Photo-based referring expression data
--
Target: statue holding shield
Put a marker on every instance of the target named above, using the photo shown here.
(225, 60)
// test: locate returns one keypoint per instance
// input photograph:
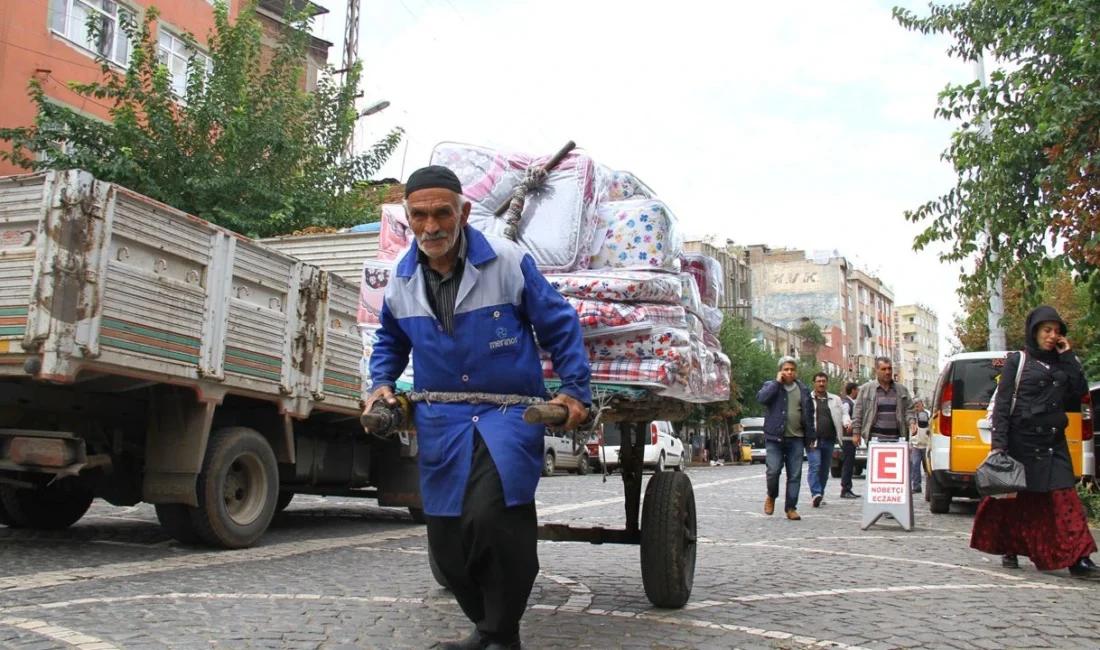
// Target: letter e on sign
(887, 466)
--
• Task requirements
Set down every entry above exactly as written. Leave out all pictures.

• Task output
Target: statue holding shield
Put a marker on every instance of the target named above, using the photo shown here.
(225, 60)
// test: locate returns one keypoint per instance
// input photograph:
// Target: letter e on sign
(887, 466)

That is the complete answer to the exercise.